Records from a collection:
◆ ◆ ◆ ◆ ◆ ◆ ◆

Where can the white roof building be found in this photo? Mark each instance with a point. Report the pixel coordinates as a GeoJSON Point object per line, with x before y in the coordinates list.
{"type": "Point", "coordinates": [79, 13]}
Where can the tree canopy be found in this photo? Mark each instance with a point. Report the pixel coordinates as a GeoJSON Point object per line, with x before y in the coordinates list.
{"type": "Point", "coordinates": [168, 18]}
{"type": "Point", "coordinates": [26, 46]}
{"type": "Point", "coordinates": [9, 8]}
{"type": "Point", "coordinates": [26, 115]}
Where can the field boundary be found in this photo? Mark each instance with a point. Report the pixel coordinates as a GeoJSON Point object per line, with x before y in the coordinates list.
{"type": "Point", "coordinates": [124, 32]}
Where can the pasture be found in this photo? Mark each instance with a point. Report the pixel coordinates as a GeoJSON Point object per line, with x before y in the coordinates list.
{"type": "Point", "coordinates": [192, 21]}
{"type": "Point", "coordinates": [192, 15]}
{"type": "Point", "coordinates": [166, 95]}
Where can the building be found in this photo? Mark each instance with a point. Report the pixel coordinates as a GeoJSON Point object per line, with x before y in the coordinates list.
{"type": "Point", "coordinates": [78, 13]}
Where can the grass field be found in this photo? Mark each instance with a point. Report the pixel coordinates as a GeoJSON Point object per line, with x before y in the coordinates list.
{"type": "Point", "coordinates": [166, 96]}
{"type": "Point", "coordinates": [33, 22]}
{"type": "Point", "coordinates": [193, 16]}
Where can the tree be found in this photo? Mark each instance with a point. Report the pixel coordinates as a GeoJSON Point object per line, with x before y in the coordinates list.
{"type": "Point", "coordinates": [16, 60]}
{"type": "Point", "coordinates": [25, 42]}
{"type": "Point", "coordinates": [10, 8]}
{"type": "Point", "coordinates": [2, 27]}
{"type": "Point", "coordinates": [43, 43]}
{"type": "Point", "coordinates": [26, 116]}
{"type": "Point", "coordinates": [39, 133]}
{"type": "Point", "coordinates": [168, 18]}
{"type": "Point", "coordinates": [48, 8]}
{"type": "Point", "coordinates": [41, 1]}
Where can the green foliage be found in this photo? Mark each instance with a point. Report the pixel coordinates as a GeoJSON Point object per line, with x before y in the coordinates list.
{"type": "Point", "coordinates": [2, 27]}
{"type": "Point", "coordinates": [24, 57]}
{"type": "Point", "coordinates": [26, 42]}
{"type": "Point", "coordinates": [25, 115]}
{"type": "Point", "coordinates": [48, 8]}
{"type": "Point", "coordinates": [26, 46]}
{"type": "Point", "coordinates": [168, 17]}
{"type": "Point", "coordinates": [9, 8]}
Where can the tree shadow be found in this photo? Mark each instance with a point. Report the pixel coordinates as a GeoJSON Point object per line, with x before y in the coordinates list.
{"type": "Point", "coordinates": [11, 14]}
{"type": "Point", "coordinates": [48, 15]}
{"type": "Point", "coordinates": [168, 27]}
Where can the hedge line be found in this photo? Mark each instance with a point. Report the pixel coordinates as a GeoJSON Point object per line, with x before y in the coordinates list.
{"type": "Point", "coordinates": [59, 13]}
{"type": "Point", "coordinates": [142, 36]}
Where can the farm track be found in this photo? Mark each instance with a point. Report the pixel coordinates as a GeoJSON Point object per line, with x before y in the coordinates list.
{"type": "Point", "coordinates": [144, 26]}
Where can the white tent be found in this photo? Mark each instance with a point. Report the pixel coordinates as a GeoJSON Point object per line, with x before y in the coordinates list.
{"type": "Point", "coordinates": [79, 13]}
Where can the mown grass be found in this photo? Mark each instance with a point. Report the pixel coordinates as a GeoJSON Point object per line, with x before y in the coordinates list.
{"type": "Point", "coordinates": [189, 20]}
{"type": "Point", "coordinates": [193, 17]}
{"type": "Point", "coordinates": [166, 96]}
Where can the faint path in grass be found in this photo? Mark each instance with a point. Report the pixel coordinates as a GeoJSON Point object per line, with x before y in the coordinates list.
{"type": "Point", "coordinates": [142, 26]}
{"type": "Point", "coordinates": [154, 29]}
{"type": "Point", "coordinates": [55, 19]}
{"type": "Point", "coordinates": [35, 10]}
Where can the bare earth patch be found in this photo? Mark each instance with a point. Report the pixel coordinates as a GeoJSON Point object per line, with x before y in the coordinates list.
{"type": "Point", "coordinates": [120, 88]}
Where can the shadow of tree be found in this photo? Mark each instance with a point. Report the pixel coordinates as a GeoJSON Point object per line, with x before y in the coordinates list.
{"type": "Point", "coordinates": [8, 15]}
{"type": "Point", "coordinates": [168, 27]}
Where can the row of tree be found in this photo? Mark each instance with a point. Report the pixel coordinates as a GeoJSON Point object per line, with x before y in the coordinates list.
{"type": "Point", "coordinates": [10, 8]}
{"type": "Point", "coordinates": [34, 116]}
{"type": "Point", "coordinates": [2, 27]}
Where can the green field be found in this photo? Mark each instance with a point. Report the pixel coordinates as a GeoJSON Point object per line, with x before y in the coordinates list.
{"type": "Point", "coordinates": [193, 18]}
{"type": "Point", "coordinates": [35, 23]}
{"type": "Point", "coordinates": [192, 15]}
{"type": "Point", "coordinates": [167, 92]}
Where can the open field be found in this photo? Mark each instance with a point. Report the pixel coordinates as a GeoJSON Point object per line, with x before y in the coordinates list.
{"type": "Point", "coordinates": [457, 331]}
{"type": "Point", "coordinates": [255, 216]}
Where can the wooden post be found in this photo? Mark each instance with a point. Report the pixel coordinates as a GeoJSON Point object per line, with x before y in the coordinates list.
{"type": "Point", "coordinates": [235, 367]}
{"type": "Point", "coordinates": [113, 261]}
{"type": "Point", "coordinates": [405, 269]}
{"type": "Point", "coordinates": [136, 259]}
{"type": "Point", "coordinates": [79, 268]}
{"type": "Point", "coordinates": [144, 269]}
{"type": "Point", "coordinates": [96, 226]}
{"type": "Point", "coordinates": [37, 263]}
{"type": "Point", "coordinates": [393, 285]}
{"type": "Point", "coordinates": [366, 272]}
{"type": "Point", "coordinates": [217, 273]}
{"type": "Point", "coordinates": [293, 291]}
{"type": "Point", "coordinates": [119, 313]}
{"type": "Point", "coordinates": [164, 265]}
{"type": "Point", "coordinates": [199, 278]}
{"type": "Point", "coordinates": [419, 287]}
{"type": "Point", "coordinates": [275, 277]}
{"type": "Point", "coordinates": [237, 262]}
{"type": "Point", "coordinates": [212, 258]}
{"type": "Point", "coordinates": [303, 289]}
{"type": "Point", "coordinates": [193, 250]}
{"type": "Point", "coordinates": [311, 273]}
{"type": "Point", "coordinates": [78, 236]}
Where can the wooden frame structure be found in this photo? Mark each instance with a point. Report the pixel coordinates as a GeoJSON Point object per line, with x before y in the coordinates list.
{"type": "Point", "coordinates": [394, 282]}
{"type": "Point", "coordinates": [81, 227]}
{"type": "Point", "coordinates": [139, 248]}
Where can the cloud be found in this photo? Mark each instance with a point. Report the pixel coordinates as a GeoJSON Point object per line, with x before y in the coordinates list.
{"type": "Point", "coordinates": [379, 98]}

◆ ◆ ◆ ◆ ◆ ◆ ◆

§ **WHAT THE TASK ASKS**: Transcribe each entry verbatim, leaving none out.

§ **WRITTEN ANSWER**:
Where can the white roof building be found in this photo? Mark each instance with a point. Report the pixel coordinates as a GeoJSON Point object per line, with x before y in the coordinates list.
{"type": "Point", "coordinates": [79, 13]}
Where can the tree canopy be found in this photo? Mark each instance with a point. Report the pixel coordinates as a GeoJSON Point object per line, with x before y in the coordinates list.
{"type": "Point", "coordinates": [168, 18]}
{"type": "Point", "coordinates": [26, 46]}
{"type": "Point", "coordinates": [9, 8]}
{"type": "Point", "coordinates": [26, 115]}
Where can the field boundary be found in this photo? Mark each instance with a point. Report the pixel coordinates as a GeoJSON Point object per line, with x before y in the coordinates list.
{"type": "Point", "coordinates": [124, 32]}
Where can the pasture be found in this photo? Mark each instance with a point. Report the pixel coordinates as a GeoJSON Point object per line, with x before y in the coordinates list.
{"type": "Point", "coordinates": [192, 21]}
{"type": "Point", "coordinates": [192, 15]}
{"type": "Point", "coordinates": [166, 95]}
Where can the building be found in this photo? Mark each instance with a point. Report the pixel coordinates as a GeoJSON Point object per line, with x before y in the coordinates list.
{"type": "Point", "coordinates": [78, 13]}
Where can the grass field be found in this photo? Mark each instance with a point. Report the pixel coordinates as a GeoJSON Point object per line, with x before y in the coordinates list.
{"type": "Point", "coordinates": [166, 96]}
{"type": "Point", "coordinates": [33, 22]}
{"type": "Point", "coordinates": [193, 16]}
Where can the tree be found in this photo? Mark each instance with a point. Report the pixel coordinates as a GeoJSON Point object per line, with x before y in the coordinates list.
{"type": "Point", "coordinates": [16, 60]}
{"type": "Point", "coordinates": [25, 42]}
{"type": "Point", "coordinates": [10, 8]}
{"type": "Point", "coordinates": [2, 27]}
{"type": "Point", "coordinates": [43, 43]}
{"type": "Point", "coordinates": [26, 116]}
{"type": "Point", "coordinates": [39, 133]}
{"type": "Point", "coordinates": [168, 18]}
{"type": "Point", "coordinates": [48, 8]}
{"type": "Point", "coordinates": [41, 1]}
Where can the green foliage be found in this photo? Mark each instance with a point. Report the pixel coordinates as a GeoJSON Point object per line, with x before y in the coordinates list.
{"type": "Point", "coordinates": [2, 27]}
{"type": "Point", "coordinates": [24, 57]}
{"type": "Point", "coordinates": [26, 42]}
{"type": "Point", "coordinates": [25, 115]}
{"type": "Point", "coordinates": [48, 8]}
{"type": "Point", "coordinates": [26, 46]}
{"type": "Point", "coordinates": [168, 17]}
{"type": "Point", "coordinates": [9, 8]}
Where can the tree shadow be found in this photo? Mark each instance with a point. Report the pixel coordinates as a GeoJSON Point object per line, with x before y in the coordinates list.
{"type": "Point", "coordinates": [11, 14]}
{"type": "Point", "coordinates": [48, 15]}
{"type": "Point", "coordinates": [168, 27]}
Where can the hedge line be found in this photo? Mark each instance with a point. Report the pixel coordinates as a GeoJSON Point object per line, with x before y in the coordinates list.
{"type": "Point", "coordinates": [59, 13]}
{"type": "Point", "coordinates": [142, 36]}
Where can the farm track be found in this photo? Mark each instance with a point. Report the pixel coordinates as a GeoJSON Point object per line, with x before y in the coordinates list.
{"type": "Point", "coordinates": [144, 26]}
Where can the white tent be found in this photo? Mark each instance with a point. Report the pixel coordinates as a GeoJSON Point object per line, with x before y in the coordinates list.
{"type": "Point", "coordinates": [79, 13]}
Where can the mown grass be found in this photo? Mark each instance with a point. Report the pixel coordinates as a GeoJSON Point object per line, with x before y in the coordinates list.
{"type": "Point", "coordinates": [189, 20]}
{"type": "Point", "coordinates": [193, 17]}
{"type": "Point", "coordinates": [166, 96]}
Where can the faint path in grass be found in this photo? Mark each instance with a point. Report the pixel coordinates as a GeoJSON Point object per line, with x before y in the coordinates list.
{"type": "Point", "coordinates": [142, 26]}
{"type": "Point", "coordinates": [154, 29]}
{"type": "Point", "coordinates": [55, 19]}
{"type": "Point", "coordinates": [35, 10]}
Where can the bare earth patch be found in this photo? Mark each instance with a point. Report the pixel coordinates as a GeoJSON Point object per line, with x before y in the coordinates list.
{"type": "Point", "coordinates": [120, 88]}
Where can the shadow of tree be found in this photo? Mark each instance with a point. Report the pixel coordinates as a GeoJSON Point object per line, with x before y in the coordinates list.
{"type": "Point", "coordinates": [8, 15]}
{"type": "Point", "coordinates": [168, 27]}
Where can the row of tree be found in this photo? Mark each instance with a point. Report the pixel coordinates as a GeoJSON Point object per line, with x before y in the coordinates list.
{"type": "Point", "coordinates": [10, 8]}
{"type": "Point", "coordinates": [34, 116]}
{"type": "Point", "coordinates": [2, 27]}
Where can the green field be found in this photo? Mark each instance with a point. Report the pixel coordinates as a GeoJSON Point object per line, with x before y in the coordinates list.
{"type": "Point", "coordinates": [193, 18]}
{"type": "Point", "coordinates": [35, 23]}
{"type": "Point", "coordinates": [192, 15]}
{"type": "Point", "coordinates": [167, 92]}
Where can the open field be found in this photo? Mark each instance with a point. Report the pixel coordinates as a GeoJSON Point object per line, with x before y in the coordinates list.
{"type": "Point", "coordinates": [457, 331]}
{"type": "Point", "coordinates": [255, 216]}
Where can the wooden post be found in this photo? Mark each instance with a point. Report the pixel coordinates as a GeoJSON Point object per line, with x before y in the coordinates list.
{"type": "Point", "coordinates": [235, 367]}
{"type": "Point", "coordinates": [113, 261]}
{"type": "Point", "coordinates": [405, 269]}
{"type": "Point", "coordinates": [136, 259]}
{"type": "Point", "coordinates": [79, 268]}
{"type": "Point", "coordinates": [144, 269]}
{"type": "Point", "coordinates": [96, 226]}
{"type": "Point", "coordinates": [37, 263]}
{"type": "Point", "coordinates": [393, 285]}
{"type": "Point", "coordinates": [366, 272]}
{"type": "Point", "coordinates": [217, 273]}
{"type": "Point", "coordinates": [293, 291]}
{"type": "Point", "coordinates": [119, 313]}
{"type": "Point", "coordinates": [164, 265]}
{"type": "Point", "coordinates": [199, 278]}
{"type": "Point", "coordinates": [419, 287]}
{"type": "Point", "coordinates": [275, 277]}
{"type": "Point", "coordinates": [237, 262]}
{"type": "Point", "coordinates": [212, 258]}
{"type": "Point", "coordinates": [303, 289]}
{"type": "Point", "coordinates": [193, 250]}
{"type": "Point", "coordinates": [311, 273]}
{"type": "Point", "coordinates": [78, 236]}
Where can the wooden frame structure be found in this photo? Mark each instance with a point. Report the pixel coordinates as a GeoJSON Point object per line, with x before y in the coordinates list.
{"type": "Point", "coordinates": [394, 282]}
{"type": "Point", "coordinates": [81, 227]}
{"type": "Point", "coordinates": [139, 248]}
Where can the cloud be found in this photo? Mark each instance with a point. Report the pixel coordinates as a GeoJSON Point object per line, with x before y in the coordinates list.
{"type": "Point", "coordinates": [379, 98]}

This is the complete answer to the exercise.